• _Task goal_: Scale the data starting with the line that contains "Pick out each instance of the lizard" and going on through the end of the data, both ends included. Give only those lines again in full, with each point coordinate in the answers multiplied by 1.85 and rounded to a whole number (halves round up) and everything else left unchanged.

• _Data for this exercise_:
--- begin ---

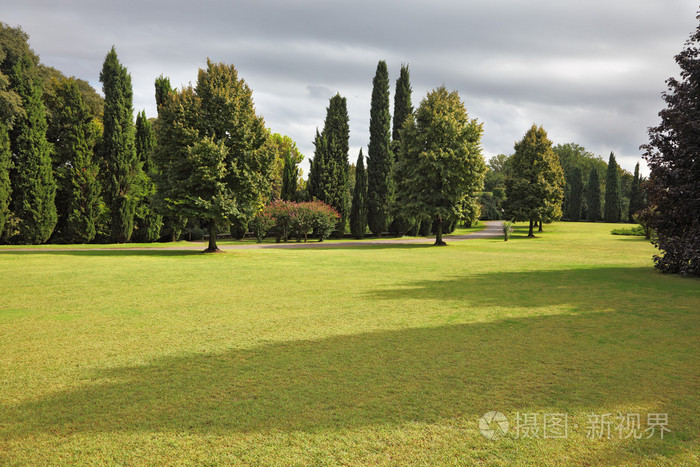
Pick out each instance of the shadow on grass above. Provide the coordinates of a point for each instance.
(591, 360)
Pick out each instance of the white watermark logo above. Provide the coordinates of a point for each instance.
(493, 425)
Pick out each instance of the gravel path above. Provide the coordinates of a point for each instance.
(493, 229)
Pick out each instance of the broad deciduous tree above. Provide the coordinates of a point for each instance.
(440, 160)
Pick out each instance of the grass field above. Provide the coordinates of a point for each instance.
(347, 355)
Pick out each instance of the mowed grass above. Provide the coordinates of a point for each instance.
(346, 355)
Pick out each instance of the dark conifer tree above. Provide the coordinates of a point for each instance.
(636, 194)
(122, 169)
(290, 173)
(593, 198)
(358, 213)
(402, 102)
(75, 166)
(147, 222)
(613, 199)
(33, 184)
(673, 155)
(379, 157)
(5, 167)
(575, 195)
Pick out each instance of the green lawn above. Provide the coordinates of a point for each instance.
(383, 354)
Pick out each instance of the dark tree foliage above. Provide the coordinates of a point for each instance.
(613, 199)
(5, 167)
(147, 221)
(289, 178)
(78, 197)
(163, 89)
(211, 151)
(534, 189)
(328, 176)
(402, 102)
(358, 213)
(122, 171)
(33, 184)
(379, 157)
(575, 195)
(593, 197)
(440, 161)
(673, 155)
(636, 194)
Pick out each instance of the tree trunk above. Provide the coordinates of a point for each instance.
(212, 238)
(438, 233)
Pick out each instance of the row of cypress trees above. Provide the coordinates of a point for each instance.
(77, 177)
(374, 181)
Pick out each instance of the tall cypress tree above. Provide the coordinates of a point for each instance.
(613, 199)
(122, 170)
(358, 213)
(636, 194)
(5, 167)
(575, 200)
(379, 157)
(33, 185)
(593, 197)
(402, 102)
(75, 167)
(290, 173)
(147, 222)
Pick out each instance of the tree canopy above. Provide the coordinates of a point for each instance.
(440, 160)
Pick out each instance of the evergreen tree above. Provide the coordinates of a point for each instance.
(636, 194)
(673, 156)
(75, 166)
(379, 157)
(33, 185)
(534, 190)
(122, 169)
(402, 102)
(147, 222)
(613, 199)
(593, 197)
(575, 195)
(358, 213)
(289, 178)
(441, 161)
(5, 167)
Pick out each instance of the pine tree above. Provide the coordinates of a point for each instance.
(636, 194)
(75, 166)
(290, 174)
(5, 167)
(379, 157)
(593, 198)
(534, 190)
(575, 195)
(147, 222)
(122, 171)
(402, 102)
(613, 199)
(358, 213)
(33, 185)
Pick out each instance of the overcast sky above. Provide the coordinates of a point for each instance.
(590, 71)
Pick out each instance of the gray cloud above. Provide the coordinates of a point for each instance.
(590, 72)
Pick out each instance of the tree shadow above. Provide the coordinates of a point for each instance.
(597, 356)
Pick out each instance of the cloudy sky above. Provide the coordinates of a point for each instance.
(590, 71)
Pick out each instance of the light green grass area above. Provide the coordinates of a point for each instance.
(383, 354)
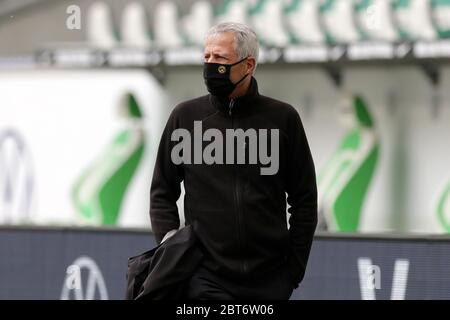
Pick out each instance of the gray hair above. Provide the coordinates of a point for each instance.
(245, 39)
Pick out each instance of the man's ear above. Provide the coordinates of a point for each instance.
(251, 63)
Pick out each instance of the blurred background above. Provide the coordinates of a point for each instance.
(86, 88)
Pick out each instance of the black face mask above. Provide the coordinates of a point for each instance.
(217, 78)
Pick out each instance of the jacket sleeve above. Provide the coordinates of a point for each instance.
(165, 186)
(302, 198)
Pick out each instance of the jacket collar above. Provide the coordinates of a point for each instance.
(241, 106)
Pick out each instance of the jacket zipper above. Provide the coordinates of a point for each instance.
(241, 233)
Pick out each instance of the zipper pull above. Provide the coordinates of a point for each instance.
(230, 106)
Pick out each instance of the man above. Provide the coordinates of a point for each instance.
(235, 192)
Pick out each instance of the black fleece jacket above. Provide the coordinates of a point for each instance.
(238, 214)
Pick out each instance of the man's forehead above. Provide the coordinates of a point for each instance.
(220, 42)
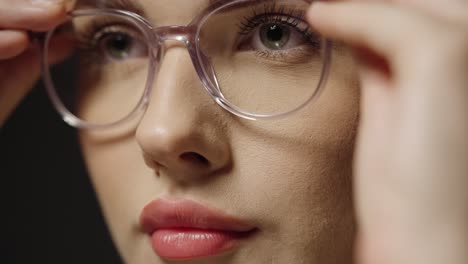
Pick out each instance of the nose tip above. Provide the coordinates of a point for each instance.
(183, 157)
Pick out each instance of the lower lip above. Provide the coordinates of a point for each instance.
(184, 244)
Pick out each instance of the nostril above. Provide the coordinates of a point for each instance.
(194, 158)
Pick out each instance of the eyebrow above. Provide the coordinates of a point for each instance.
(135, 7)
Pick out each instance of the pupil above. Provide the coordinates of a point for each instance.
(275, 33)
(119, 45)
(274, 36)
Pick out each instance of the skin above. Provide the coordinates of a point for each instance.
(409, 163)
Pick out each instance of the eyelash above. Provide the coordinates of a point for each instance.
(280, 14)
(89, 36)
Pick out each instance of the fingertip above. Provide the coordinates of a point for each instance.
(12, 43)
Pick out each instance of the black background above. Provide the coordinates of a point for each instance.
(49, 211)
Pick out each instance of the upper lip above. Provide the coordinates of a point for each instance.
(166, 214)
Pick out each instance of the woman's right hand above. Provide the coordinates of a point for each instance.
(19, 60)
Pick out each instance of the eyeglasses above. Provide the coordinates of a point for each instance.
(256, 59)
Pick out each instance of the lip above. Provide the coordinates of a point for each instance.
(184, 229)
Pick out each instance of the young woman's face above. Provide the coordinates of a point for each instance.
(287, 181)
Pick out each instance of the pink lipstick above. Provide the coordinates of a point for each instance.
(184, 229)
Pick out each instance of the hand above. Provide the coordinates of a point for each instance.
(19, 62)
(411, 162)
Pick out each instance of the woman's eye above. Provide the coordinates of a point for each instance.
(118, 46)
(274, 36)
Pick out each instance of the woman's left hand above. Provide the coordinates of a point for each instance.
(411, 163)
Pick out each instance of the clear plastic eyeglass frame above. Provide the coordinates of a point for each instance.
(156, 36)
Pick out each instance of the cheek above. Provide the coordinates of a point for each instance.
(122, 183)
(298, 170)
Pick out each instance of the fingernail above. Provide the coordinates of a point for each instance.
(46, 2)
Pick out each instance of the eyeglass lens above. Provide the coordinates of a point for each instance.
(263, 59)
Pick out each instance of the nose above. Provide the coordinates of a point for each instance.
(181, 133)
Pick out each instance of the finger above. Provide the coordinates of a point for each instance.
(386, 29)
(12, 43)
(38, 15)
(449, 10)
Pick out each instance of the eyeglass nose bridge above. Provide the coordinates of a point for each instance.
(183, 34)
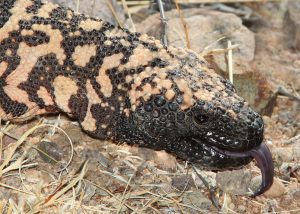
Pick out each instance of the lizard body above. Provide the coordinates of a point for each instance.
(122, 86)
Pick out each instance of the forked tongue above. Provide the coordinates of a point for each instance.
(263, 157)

--- end ---

• _Task solution_:
Pick out each instance of the lizard body above. Provide the coordinates of a point for each instance.
(226, 159)
Pick out each instance of the forked tongue above. Provide the coordinates of a point for each instance.
(487, 290)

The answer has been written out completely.